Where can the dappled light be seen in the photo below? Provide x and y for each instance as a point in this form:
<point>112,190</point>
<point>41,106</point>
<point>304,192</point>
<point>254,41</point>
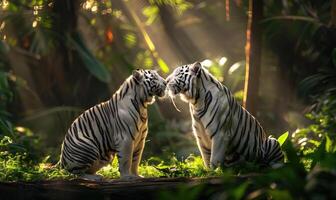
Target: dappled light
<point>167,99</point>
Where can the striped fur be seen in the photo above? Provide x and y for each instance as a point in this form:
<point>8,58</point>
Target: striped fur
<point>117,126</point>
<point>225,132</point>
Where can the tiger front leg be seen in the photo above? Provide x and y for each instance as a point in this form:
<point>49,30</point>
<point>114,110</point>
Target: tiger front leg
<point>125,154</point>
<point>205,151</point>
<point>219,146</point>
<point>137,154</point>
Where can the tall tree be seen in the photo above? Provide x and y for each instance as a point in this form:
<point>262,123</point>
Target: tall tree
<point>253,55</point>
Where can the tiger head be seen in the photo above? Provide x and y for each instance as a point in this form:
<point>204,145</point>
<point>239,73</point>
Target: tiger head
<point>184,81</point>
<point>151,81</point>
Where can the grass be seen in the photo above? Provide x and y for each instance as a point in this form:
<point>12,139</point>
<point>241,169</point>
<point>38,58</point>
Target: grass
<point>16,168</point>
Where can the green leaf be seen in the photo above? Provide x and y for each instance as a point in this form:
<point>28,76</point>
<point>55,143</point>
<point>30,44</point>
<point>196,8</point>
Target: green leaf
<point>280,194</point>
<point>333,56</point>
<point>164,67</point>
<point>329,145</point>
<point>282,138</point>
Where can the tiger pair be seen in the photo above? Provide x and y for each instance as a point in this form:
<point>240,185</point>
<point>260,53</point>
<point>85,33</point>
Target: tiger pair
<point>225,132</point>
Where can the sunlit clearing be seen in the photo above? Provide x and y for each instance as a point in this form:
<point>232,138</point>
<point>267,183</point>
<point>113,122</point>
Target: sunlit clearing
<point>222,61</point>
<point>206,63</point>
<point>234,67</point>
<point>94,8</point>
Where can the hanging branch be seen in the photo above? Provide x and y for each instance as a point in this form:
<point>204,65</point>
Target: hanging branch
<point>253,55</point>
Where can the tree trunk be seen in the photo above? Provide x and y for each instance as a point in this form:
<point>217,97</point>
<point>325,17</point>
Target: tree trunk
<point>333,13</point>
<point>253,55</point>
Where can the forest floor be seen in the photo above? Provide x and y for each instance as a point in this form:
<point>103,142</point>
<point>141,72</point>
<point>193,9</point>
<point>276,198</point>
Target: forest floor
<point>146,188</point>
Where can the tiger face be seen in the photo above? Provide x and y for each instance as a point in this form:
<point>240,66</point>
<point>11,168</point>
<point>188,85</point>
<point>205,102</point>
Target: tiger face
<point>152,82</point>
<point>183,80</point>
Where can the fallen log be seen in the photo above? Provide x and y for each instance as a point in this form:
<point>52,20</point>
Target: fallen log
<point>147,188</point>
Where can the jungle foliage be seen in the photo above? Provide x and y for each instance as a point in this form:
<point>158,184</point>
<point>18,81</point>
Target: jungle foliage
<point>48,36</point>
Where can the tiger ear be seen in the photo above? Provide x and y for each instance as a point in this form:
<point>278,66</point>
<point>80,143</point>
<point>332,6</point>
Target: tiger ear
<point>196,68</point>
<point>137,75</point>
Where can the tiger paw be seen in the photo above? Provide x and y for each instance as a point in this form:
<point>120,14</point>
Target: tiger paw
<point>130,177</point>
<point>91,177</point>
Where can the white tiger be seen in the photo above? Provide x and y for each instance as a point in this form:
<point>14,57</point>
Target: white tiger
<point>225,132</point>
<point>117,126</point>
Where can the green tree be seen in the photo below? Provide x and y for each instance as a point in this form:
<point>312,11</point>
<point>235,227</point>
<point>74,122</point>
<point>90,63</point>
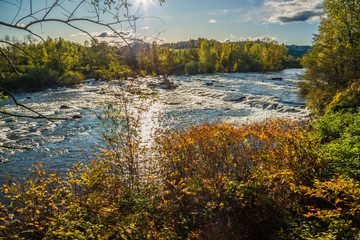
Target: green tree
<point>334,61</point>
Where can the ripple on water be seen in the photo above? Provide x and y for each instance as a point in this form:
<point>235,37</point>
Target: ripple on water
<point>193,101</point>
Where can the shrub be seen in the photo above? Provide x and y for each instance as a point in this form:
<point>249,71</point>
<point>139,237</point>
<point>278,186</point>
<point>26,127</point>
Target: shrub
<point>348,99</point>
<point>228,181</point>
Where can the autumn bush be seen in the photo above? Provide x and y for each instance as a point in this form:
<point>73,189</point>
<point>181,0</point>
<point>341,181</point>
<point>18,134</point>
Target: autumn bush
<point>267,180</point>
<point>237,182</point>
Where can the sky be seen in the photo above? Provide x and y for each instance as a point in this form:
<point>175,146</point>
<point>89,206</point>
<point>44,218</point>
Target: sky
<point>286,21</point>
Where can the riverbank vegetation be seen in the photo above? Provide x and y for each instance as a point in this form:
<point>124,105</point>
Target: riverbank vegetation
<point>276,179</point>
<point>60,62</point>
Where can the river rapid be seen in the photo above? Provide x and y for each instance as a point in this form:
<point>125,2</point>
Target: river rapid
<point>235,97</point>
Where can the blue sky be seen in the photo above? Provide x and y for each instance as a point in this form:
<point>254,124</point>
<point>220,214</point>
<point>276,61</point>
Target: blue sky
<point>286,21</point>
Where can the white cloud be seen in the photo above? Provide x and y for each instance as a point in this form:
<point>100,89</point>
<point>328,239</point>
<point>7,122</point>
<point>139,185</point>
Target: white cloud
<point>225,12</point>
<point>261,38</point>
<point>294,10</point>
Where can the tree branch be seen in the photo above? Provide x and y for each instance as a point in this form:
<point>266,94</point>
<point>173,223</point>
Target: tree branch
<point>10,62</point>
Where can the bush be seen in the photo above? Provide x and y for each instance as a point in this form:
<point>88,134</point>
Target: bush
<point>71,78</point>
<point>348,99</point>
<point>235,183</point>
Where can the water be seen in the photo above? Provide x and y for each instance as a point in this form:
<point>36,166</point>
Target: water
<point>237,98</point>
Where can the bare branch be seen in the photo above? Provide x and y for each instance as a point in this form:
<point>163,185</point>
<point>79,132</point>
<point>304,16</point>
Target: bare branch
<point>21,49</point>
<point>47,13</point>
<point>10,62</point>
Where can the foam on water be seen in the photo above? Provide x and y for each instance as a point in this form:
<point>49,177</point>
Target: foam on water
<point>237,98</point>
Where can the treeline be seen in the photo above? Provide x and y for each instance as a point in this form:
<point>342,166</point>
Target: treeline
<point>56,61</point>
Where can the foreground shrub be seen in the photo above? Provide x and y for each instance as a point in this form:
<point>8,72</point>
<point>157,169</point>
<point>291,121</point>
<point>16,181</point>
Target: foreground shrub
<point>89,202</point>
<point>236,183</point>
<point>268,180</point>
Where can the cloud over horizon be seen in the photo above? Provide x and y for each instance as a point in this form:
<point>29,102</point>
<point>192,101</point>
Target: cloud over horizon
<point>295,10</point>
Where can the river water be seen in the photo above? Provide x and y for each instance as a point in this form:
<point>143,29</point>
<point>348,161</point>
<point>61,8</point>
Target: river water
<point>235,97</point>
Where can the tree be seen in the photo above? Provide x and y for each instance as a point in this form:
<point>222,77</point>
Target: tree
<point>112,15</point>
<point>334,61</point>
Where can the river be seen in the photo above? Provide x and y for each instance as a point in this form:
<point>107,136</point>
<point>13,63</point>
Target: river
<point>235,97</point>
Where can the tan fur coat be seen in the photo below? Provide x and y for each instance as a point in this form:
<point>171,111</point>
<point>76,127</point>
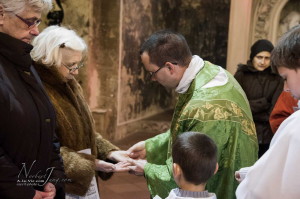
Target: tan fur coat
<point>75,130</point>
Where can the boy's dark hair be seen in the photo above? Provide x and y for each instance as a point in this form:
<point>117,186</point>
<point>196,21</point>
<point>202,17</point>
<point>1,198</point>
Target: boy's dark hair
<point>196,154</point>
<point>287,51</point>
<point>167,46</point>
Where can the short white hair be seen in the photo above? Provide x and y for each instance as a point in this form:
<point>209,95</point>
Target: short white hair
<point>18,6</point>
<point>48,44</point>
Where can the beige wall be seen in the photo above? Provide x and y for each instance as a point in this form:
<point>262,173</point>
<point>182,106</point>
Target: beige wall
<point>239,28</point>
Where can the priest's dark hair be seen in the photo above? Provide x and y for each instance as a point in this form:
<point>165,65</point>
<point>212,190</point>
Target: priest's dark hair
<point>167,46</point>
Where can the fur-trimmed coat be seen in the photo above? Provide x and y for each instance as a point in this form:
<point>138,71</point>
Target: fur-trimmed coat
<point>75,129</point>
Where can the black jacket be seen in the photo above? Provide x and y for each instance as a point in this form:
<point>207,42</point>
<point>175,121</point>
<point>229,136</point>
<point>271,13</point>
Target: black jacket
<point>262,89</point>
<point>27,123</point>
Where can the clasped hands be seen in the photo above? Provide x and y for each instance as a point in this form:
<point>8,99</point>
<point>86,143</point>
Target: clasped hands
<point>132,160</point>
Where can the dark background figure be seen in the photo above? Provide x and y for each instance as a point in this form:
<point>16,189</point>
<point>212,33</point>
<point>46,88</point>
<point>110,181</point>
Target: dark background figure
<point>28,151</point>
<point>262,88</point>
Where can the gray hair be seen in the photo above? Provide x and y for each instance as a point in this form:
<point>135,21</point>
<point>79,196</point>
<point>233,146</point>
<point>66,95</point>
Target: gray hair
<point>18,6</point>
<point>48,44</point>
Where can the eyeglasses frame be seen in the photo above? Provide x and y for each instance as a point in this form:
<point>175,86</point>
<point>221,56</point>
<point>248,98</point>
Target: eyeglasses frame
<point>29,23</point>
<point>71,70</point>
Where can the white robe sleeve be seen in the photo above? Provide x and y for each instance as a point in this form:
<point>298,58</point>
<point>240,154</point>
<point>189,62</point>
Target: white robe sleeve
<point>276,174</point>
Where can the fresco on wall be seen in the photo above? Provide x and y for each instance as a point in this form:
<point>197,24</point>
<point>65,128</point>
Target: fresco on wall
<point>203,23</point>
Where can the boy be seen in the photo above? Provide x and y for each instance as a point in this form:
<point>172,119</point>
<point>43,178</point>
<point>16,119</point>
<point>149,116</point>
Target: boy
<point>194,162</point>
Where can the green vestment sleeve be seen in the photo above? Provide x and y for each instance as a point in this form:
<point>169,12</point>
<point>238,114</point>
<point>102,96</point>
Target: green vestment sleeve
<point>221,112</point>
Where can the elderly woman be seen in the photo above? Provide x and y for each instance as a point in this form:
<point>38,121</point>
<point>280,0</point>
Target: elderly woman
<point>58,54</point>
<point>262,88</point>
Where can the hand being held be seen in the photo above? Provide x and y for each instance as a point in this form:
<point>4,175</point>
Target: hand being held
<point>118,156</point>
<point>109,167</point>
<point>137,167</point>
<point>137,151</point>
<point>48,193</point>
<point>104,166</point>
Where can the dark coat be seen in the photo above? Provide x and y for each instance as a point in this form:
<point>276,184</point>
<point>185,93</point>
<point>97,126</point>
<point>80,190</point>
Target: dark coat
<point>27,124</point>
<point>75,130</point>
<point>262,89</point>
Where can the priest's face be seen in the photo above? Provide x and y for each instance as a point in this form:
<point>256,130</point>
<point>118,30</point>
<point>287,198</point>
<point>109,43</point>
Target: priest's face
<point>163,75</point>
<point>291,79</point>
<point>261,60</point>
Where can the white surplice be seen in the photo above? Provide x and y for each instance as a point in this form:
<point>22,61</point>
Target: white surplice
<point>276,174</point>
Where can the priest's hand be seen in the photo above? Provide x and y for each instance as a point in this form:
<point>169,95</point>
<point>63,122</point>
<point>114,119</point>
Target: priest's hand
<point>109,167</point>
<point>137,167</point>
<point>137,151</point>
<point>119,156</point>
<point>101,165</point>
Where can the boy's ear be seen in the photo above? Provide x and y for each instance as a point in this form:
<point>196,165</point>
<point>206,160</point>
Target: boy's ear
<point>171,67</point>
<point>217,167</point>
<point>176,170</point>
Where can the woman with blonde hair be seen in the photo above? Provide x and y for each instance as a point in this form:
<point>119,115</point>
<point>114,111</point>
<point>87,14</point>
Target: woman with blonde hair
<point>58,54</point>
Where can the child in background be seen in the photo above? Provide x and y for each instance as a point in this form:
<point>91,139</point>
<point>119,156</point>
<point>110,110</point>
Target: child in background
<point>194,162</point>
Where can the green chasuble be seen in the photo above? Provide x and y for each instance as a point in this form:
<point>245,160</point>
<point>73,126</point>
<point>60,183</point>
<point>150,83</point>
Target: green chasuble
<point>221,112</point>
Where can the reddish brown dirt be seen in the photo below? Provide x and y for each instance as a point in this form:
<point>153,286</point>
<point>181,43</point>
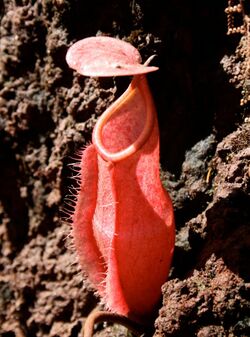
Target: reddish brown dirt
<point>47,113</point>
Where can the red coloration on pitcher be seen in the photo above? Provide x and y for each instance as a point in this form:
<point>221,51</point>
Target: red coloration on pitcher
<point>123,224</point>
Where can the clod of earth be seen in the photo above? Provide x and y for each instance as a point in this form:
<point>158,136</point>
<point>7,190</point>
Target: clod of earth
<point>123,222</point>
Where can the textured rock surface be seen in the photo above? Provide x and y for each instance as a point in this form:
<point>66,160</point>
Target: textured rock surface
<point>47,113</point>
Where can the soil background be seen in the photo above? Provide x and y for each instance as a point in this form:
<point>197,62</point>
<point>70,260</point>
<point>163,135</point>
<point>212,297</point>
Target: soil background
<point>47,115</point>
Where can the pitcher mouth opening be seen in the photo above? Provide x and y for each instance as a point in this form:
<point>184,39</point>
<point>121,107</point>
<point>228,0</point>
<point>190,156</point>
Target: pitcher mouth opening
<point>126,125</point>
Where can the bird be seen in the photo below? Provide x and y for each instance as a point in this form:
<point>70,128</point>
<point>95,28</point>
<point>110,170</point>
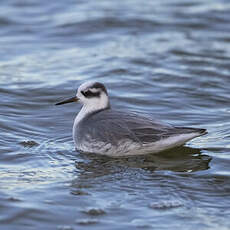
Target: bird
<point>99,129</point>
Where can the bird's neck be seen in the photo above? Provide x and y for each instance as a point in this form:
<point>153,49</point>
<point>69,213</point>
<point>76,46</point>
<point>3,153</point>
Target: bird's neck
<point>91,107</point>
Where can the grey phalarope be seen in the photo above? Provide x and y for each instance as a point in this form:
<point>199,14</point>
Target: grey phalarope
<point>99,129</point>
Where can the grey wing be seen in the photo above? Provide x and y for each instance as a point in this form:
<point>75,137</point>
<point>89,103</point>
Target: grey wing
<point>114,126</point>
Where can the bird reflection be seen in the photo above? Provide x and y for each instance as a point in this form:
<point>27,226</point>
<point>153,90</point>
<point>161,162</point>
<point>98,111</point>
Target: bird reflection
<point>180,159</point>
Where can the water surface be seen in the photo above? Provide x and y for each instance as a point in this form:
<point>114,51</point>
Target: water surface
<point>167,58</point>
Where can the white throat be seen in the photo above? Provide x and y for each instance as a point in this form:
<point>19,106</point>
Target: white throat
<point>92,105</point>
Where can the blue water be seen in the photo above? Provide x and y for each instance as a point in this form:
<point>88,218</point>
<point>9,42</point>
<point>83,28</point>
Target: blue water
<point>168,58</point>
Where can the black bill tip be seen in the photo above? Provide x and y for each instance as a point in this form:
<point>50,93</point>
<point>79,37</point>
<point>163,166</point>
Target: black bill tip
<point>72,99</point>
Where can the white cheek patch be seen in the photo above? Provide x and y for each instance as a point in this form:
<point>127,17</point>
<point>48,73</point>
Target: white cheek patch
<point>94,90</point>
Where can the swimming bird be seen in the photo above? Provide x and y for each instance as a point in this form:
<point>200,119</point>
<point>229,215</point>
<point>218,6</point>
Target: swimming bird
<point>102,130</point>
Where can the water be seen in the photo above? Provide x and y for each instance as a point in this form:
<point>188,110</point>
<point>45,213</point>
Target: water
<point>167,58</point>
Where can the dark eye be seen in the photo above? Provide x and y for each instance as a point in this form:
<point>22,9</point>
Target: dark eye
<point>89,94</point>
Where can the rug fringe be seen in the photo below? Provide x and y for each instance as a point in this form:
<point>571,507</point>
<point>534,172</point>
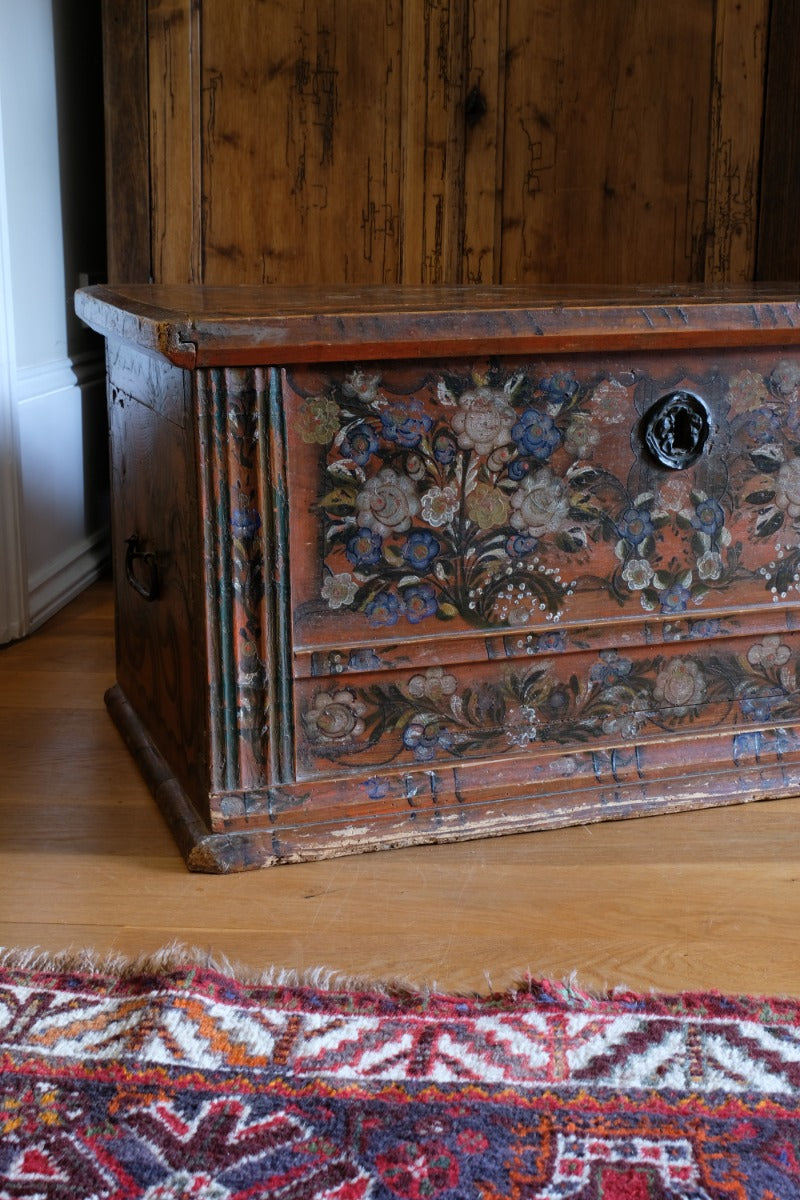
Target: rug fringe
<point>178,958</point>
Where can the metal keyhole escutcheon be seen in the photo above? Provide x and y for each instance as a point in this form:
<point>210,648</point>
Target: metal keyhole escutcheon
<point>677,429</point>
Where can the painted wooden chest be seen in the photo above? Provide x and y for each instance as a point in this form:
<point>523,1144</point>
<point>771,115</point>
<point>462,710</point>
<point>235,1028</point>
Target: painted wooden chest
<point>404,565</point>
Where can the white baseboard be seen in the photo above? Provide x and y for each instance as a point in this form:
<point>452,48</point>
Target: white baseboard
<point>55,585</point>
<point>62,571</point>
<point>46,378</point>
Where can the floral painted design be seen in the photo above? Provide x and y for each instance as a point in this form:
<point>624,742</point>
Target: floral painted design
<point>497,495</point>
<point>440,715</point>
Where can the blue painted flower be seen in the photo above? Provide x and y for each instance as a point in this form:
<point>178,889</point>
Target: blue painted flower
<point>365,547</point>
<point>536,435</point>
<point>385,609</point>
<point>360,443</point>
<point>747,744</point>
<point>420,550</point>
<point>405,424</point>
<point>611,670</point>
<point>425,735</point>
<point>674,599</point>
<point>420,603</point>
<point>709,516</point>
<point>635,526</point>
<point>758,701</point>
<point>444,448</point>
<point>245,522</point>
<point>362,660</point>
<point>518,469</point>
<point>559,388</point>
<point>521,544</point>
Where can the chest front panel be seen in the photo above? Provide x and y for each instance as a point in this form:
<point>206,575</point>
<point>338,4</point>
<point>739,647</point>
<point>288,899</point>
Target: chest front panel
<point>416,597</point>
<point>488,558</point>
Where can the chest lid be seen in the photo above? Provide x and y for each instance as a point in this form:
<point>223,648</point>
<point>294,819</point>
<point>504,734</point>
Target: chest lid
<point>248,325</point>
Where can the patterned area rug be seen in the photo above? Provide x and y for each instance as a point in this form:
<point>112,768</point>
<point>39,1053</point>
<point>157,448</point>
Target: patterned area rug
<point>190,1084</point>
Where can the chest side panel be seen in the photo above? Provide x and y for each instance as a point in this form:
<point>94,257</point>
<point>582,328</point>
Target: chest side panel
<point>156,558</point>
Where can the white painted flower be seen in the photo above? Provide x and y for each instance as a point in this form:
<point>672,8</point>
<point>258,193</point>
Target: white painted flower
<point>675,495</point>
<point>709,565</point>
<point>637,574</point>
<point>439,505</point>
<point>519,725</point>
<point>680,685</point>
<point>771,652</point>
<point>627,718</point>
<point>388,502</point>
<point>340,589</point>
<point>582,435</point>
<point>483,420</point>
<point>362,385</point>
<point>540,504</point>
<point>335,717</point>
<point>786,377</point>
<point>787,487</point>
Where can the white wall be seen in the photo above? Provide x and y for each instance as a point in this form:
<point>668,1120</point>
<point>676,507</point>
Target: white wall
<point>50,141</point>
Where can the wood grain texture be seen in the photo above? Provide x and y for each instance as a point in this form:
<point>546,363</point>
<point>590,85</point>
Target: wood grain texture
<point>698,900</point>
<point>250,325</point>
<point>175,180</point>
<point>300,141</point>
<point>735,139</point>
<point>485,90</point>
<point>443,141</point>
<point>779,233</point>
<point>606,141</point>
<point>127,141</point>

··········

Task statement:
Quote the lines above word for word, starting with the line that contains "Where can the green tree" and going on through the line that contains "<point>237,182</point>", with both of those lines included. Leave the pictures out of your answer.

Answer below:
Where can the green tree be seen in the photo below? Provide x and y for each instance as a point in this form:
<point>312,11</point>
<point>235,227</point>
<point>74,122</point>
<point>90,63</point>
Target: green tree
<point>334,61</point>
Where can the ripple on water be seen in the photo above? Provide x and y for each instance as a point in this form:
<point>235,37</point>
Target: ripple on water
<point>193,101</point>
Where can the shrub be seen in the photo above? Provide x and y for each instance as a point in this form:
<point>249,71</point>
<point>139,237</point>
<point>278,186</point>
<point>26,127</point>
Target: shrub
<point>348,99</point>
<point>228,181</point>
Where can the autumn bush be seen in the photo above? Provide x and y for each instance as a point in this form:
<point>73,189</point>
<point>181,0</point>
<point>341,181</point>
<point>18,134</point>
Target: autumn bush
<point>267,180</point>
<point>237,182</point>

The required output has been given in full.